▸ Activity A: From the article about Cal State Fullerton men's golf coach Jason Drotter, list in order each stage of his golf career that it mentions.
▸ Activity B: Carry the article about Jason Drotter and the Cal State Fullerton men's golf team forward from its last sentence.

▸ Supplied text:
· · · · · · ·
Cal State Fullerton’s men’s golf was among many sports teams to have an unfinished season due to the closure of college campuses. After coming off of a tournament win, the team was en route to Arizona for the Grand Canyon University Invitational before their season was officially canceled due to COVID-19.
After coaching golf at CSUF for the past 11 years, head coach Jason Drotter has had his fair share of trials and tribulations. However, once the season got canceled in March, Drotter said he was devastated, especially because the team was the favorite to win the championship.
“For us, 2020 was cut short and was on pace to be one of our best seasons ever, if not the best,” Drotter said. “That’s a terrible feeling. It was terrible for the kids, it was terrible for us coaches. I feel for the guys, I feel for the kids that missed out on it.”
Drotter started off like most of his athletes, as he played collegiate golf at Cal State Long Beach. He then turned to play professionally in 1995 and played for a few years on the mini tours. He began coaching high school golf and like many college athletes, Drotter said he struggled to balance his athletic career and his academics.
“I wish I had taken my academics a little bit more seriously while I was an athlete,” Drotter said. “That experience I think really helped me as a coach. When I finished my athletic career, I did not finish my degree, so going back and having to finish my degree was a little bit overwhelming, working full time and finishing my degree.”
Now as a coach, Drotter said he understands the importance of balance in his athletes’ lives. One challenge he often runs into is getting his golfers to stay focused on their academics along with their athletics.
“If they make their academics and athletics number one and two in their life, either way, they can excel in both, but if the social life creeps up to number one or two, then something will give,” Drotter said.
Drotter’s coaching style is about being reasonable but strict. Because of his experience coaching other teams, he said he has learned how to adapt to every season and how to adapt his coaching style for his current athletes.
“This is a different generation. When I grew up, if the coach said go run bleachers, you went and ran bleachers. It’s just what you did,” Drotter said. “Now this generation, they have all the answers at their fingertips. So if you tell them to run bleachers, they’re going to ask why. But if you give them an answer, they'll go run bleachers”
Fortunately for Drotter, the golf team was able to resume practice but the team is limited to eight hours a week while following COVID-19 safety protocols.
· · · · · · ·
▸ Data for analysis:
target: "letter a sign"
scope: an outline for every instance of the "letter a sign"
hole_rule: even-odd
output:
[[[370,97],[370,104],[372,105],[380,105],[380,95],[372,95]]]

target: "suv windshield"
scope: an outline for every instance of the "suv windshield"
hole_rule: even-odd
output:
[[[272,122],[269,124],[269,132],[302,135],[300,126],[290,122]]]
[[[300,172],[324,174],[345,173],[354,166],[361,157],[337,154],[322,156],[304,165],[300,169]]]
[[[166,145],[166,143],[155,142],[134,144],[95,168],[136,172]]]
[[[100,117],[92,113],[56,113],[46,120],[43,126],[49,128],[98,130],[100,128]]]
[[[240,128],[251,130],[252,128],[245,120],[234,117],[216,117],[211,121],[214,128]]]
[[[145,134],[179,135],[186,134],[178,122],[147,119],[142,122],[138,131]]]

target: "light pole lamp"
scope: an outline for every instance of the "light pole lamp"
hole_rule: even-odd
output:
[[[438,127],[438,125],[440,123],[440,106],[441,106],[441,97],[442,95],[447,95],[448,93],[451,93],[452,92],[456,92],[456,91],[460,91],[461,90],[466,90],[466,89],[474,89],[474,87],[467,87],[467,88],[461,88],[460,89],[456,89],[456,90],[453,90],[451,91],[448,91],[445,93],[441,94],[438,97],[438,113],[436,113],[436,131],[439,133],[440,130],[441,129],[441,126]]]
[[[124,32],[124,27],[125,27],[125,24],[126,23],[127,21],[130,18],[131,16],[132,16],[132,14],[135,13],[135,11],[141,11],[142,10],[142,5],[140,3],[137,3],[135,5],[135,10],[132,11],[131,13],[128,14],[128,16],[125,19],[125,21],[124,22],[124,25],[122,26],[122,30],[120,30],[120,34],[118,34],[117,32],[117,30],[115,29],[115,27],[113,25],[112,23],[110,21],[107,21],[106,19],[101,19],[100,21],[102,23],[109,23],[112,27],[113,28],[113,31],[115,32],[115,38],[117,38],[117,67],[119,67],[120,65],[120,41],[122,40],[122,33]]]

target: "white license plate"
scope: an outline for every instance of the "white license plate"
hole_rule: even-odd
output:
· · · · · · ·
▸ Final answer A:
1. Played collegiate golf at Cal State Long Beach.
2. Turned professional in 1995 and played for a few years on the mini tours.
3. Coached high school golf.
4. Coached golf at Cal State Fullerton for the past 11 years, now as head coach.

▸ Final answer B:
“Because of the nature of the sport, it’s outdoors, naturally socially distant, my guys were able to practice playing pretty much throughout COVID just not with the college, but on their own,” Drotter said. “I think that's the one fortunate thing for our athletes is that they were able to maintain their game whereas a lot of other athletes that play indoors didn’t have that opportunity.”
As for his life outside of golf, Drotter said he enjoys the outdoors as well as watching his two twin girls play travel ball. As a coach of eight players, Drotter knows a thing or two about discipline, but when it comes to his daughters, all walls are down, he said.
“It’s interesting because I can bring a different perspective to the girls that sort of relates to their athletics,” Drotter said. “So, I think that I can help them in a way that their coaches can't. I think that that's a benefit to them. However, in their personal lives, they've got me wrapped around their fingers. They’re pretty spoiled. It’s a little different approach to my guys on the team.
Drotter’s experience as a coach has prepared him to tackle any obstacles that come his way such as the current coronavirus pandemic. Although COVID-19 has interrupted the golf season, Drotter said he understands the leadership role he holds.
“There’s an incredibly deep responsibility that we as coaches have, to make sure that we prepare these young men for life outside and after school,” Drotter said. “We have to make sure that we graduate them, we have to make sure that they have success athletically. We have to make sure that we make them better human beings by the time they leave here.”